TASK OBJECTIVE: Can you rewrite the material from the line with "Target: white blossom" through the end of the material so that "pixel coordinates" becomes "pixel positions", with everything else left unchanged?

"""

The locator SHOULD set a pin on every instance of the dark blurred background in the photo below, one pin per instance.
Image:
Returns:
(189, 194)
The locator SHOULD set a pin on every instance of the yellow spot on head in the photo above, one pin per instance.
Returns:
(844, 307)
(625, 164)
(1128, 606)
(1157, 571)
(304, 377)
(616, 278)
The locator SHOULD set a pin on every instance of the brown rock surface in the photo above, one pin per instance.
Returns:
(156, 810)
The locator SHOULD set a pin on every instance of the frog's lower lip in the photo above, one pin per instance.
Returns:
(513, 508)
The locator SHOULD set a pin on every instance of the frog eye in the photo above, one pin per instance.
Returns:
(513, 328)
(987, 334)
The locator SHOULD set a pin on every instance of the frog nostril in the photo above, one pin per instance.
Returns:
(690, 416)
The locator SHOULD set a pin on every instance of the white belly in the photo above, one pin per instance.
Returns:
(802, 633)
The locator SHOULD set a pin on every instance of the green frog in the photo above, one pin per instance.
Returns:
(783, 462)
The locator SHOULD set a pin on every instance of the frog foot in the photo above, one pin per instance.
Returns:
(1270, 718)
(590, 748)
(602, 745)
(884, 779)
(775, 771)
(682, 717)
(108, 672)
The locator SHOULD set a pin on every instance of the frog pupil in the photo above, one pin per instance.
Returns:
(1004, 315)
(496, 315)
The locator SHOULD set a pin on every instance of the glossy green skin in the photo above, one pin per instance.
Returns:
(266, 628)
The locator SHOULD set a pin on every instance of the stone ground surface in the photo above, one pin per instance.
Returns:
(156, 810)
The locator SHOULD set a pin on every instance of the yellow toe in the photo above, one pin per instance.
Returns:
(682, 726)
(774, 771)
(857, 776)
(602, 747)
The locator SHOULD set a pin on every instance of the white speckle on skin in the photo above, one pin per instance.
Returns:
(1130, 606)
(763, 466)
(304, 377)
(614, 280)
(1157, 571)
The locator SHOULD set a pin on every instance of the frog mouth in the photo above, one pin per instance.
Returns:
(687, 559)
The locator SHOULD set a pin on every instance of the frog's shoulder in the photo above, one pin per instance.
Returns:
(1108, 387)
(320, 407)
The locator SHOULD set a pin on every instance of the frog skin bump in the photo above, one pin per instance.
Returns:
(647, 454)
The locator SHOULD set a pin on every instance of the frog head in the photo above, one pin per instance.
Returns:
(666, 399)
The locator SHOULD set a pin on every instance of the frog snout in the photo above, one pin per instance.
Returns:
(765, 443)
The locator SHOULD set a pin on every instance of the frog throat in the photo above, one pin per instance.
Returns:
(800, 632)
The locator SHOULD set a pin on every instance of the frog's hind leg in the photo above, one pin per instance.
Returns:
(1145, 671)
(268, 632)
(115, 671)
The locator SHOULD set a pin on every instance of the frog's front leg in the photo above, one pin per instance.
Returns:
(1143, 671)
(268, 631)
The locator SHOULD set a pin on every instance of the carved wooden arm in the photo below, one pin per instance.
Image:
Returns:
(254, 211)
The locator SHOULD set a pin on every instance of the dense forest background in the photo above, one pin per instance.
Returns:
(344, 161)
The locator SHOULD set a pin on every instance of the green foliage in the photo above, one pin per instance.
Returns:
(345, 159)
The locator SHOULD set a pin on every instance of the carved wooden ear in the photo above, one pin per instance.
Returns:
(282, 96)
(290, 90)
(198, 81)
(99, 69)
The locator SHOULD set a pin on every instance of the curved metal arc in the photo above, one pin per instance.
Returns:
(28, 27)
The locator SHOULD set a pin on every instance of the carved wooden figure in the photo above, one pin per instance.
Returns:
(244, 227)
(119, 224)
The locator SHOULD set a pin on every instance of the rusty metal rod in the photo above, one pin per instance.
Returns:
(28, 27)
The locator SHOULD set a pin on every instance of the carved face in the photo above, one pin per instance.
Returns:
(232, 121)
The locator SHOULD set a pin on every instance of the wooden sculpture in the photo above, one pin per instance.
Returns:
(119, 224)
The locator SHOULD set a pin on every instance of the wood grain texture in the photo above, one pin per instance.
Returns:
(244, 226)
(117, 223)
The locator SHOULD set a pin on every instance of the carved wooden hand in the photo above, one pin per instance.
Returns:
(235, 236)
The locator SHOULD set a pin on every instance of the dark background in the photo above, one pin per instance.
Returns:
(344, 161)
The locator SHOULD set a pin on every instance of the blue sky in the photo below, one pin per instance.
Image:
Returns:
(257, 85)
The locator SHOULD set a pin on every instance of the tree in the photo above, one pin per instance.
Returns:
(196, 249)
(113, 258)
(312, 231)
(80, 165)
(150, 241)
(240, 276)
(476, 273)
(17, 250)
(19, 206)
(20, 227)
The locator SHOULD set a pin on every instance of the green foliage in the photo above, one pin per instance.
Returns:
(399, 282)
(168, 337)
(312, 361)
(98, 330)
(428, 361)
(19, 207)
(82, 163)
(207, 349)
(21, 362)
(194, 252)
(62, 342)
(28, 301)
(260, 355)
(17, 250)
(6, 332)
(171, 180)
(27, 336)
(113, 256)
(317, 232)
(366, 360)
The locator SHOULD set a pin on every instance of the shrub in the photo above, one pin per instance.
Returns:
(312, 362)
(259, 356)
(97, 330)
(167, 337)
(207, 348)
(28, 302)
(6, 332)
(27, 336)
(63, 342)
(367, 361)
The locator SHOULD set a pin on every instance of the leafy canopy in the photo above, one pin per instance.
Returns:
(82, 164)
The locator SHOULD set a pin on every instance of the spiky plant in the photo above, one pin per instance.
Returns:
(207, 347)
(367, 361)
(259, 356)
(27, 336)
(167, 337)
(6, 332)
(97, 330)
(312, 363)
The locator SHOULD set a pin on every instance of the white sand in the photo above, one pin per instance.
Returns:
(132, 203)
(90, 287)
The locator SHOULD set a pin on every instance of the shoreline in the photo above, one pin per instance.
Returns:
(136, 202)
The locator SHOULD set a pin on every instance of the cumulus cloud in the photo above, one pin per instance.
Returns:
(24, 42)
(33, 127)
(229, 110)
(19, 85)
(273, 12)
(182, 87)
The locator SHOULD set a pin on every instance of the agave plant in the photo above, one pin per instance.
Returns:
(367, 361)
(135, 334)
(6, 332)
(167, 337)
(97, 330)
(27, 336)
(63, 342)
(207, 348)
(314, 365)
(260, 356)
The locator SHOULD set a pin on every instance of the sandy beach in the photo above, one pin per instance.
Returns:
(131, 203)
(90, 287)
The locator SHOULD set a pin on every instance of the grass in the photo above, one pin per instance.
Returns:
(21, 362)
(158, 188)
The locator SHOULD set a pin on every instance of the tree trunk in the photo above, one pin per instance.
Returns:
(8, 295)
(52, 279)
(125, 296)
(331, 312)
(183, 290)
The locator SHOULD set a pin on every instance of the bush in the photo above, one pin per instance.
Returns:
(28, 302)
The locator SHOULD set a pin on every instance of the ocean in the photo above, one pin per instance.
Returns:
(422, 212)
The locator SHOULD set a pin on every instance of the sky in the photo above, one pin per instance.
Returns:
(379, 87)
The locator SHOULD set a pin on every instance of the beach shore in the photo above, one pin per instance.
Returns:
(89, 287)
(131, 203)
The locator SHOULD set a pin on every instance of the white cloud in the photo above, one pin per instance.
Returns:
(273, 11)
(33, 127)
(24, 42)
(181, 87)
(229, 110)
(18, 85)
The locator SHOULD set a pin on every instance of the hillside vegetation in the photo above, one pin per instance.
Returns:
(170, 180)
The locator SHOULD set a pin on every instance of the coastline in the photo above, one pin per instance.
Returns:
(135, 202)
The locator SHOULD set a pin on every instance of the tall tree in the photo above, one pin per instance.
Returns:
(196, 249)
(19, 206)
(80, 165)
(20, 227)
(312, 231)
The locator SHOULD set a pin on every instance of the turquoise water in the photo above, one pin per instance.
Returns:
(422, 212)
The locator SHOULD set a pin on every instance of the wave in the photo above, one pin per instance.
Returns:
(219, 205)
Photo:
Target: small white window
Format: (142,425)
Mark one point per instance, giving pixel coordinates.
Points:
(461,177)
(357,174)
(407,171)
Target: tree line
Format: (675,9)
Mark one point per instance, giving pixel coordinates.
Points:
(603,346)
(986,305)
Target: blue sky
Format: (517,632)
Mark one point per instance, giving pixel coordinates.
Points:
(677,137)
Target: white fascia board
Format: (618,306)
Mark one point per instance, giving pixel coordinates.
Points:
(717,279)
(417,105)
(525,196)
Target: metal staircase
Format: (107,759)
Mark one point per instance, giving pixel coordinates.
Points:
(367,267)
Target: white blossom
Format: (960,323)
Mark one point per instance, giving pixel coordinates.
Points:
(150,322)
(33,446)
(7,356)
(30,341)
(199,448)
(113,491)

"""

RESPONSE BELOW:
Target: white blossom
Format: (960,323)
Mark one point per instance, giving pixel positions.
Points:
(150,322)
(33,446)
(7,356)
(30,341)
(199,448)
(113,491)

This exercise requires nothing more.